Dataset items

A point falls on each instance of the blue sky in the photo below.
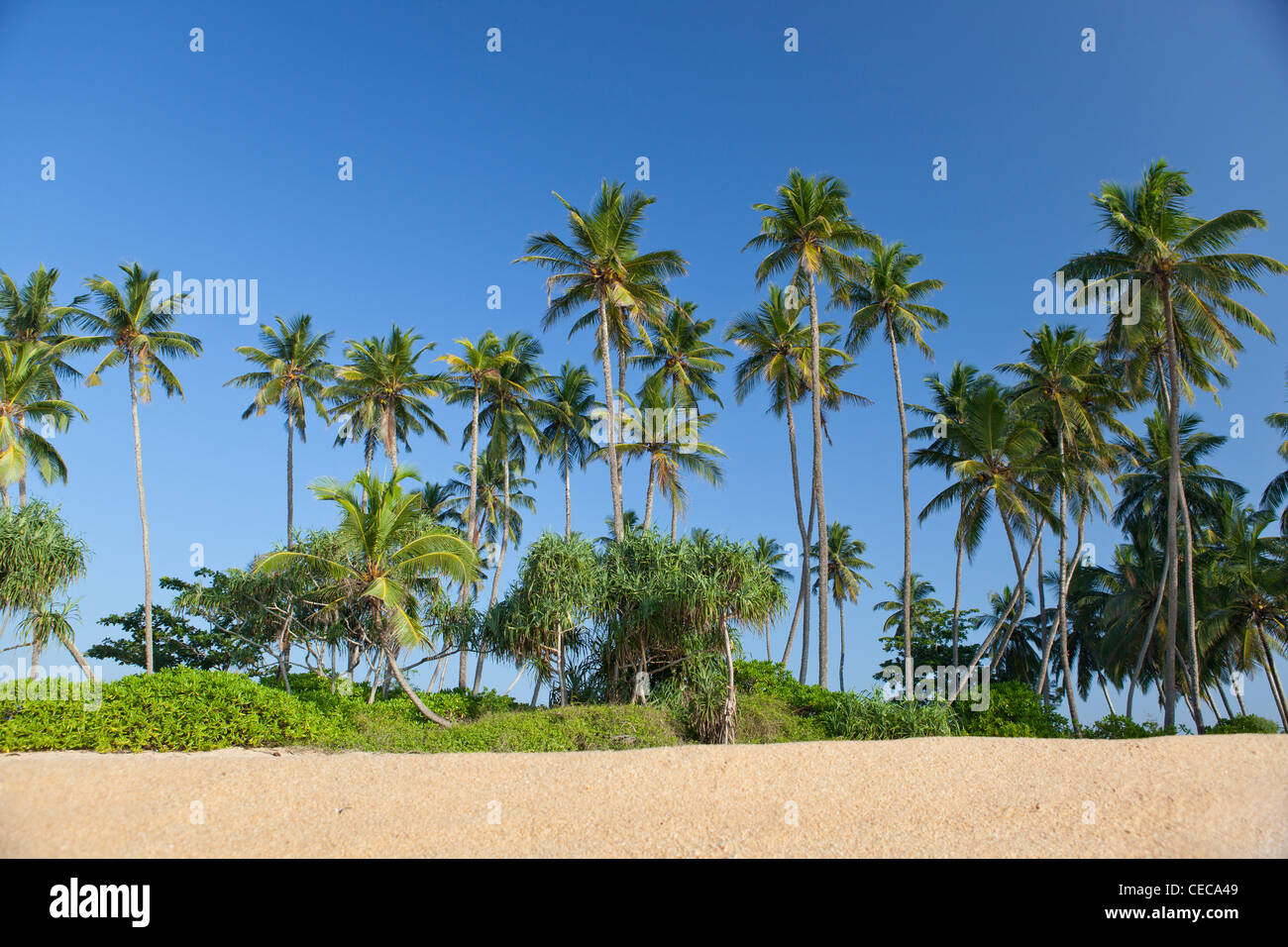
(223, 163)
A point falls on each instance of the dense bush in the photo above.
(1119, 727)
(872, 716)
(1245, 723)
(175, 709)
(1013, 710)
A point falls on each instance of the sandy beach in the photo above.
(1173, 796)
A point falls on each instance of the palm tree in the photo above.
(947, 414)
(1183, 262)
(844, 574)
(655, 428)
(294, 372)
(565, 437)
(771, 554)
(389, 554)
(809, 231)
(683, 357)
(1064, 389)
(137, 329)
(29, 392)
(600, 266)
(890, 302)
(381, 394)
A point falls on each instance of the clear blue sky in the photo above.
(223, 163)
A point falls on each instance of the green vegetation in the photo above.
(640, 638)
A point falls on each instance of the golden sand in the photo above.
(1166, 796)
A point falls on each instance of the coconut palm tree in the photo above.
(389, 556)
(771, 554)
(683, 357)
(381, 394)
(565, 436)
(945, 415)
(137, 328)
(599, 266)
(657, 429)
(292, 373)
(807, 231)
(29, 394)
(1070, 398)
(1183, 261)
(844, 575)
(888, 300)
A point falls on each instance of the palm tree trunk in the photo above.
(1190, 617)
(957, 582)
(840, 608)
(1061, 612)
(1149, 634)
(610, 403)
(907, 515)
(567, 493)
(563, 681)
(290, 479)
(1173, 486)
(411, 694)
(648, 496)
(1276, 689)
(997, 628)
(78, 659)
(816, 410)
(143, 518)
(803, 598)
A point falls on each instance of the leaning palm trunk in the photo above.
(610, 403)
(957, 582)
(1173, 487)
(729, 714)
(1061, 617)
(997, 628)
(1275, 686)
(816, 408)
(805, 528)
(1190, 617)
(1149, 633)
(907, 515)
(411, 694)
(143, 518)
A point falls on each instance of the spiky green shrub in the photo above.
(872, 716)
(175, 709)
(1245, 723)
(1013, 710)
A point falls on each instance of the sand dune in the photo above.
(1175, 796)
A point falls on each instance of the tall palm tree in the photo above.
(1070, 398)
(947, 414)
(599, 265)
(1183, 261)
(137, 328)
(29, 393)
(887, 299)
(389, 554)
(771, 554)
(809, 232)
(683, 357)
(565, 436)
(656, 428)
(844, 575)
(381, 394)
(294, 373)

**GOAL**: Copy the part of the listing that opens with the line containing "A point falls on each instance of the green" and closes with the line containing "(1166, 796)", keeping the request lines as they are. In the point coordinates, multiply every number by 0.35 and round to a whole number, with halves rounded up.

**RESULT FOR THIS TASK**:
A point falls on each instance of the green vegetation in the photo above.
(224, 223)
A point falls on each instance of the golden sand in the photo above.
(408, 279)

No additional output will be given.